--- start ---

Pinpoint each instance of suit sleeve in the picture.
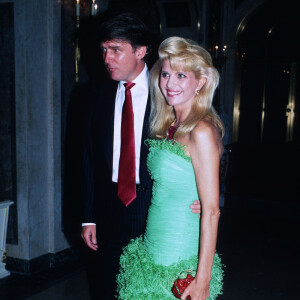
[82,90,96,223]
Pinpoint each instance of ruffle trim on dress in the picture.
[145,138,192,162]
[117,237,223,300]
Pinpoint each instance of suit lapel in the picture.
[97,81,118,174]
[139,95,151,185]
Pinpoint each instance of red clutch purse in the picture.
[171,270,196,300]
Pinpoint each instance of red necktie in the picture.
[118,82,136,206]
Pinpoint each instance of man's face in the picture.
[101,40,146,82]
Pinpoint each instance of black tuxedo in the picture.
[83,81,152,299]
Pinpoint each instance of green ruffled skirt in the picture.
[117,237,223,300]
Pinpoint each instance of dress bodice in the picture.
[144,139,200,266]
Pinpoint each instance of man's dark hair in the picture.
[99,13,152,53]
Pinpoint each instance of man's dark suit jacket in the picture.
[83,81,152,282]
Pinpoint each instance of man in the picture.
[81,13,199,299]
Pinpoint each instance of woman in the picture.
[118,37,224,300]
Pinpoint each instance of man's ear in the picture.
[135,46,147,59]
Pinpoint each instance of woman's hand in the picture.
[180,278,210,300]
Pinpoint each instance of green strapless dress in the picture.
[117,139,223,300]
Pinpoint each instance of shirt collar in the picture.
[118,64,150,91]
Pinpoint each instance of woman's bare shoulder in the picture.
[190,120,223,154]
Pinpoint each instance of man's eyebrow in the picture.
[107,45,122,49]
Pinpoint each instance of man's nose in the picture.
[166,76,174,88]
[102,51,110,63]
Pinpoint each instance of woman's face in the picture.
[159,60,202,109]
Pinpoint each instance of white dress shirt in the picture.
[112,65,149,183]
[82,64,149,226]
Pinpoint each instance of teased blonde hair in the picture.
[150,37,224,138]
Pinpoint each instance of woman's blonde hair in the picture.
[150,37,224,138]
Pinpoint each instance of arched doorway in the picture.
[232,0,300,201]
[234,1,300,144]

--- end ---
--- start ---

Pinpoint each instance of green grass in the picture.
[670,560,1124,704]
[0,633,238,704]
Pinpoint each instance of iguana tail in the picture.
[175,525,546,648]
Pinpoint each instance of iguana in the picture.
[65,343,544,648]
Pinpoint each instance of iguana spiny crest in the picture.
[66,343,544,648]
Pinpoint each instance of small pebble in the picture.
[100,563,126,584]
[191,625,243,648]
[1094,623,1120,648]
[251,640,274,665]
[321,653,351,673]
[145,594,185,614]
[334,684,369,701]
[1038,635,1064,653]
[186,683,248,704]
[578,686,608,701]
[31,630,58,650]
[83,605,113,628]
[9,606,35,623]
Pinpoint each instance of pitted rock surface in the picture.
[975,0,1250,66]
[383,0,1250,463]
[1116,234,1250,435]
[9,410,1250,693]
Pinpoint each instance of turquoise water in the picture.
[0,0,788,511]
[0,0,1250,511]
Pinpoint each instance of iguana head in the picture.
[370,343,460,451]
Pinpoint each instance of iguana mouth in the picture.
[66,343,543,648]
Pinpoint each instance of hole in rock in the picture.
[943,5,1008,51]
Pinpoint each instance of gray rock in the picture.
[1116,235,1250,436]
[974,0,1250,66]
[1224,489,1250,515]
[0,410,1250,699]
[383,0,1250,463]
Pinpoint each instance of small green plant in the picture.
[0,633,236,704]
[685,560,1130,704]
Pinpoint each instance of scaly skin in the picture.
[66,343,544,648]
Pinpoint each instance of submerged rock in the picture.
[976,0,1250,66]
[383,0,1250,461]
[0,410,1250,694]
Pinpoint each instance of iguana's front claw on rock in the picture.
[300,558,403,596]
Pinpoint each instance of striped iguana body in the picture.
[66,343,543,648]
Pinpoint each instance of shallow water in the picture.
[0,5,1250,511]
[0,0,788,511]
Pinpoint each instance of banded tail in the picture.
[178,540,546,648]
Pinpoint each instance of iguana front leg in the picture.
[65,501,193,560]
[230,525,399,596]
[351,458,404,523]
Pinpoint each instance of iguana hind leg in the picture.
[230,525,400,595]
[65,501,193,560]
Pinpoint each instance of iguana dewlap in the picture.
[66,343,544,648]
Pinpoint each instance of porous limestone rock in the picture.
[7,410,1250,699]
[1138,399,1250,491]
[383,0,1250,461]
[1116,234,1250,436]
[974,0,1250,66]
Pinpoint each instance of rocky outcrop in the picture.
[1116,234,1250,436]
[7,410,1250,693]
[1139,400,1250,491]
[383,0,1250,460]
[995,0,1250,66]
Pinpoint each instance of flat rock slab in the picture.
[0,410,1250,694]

--- end ---

Exercise requirements: Give the stretch of rows from the line containing "Pinpoint each instance of green ruffled" through the line containing "[102,51,110,63]" again, swapping "Pinpoint" for "Locate" and keeping everything else the same.

Solution:
Locate each instance of green ruffled skirt in the picture.
[117,237,223,300]
Locate each instance of dress bodice in the picture.
[144,139,200,266]
Locate each instance of man's dark hair in the picture.
[99,13,152,53]
Locate each instance of man's dark suit jacket in the picture.
[83,81,152,282]
Locate each instance of man in the picture.
[81,13,199,299]
Locate each instance of woman in the picture.
[118,37,224,300]
Locate each instance of man's ear in the picture.
[135,46,147,59]
Locate each instance of woman's hand in the picture.
[180,278,210,300]
Locate each instance of green strapless dress in the picture.
[117,139,223,300]
Locate each instance of shirt collar in the picture.
[118,64,150,91]
Locate each instance of woman's bare shoulder in the picture.
[190,120,223,154]
Locate each instance of man's eyebrow in the picture.
[107,45,122,49]
Locate each instance of man's nose in the picture.
[166,76,174,88]
[102,51,110,63]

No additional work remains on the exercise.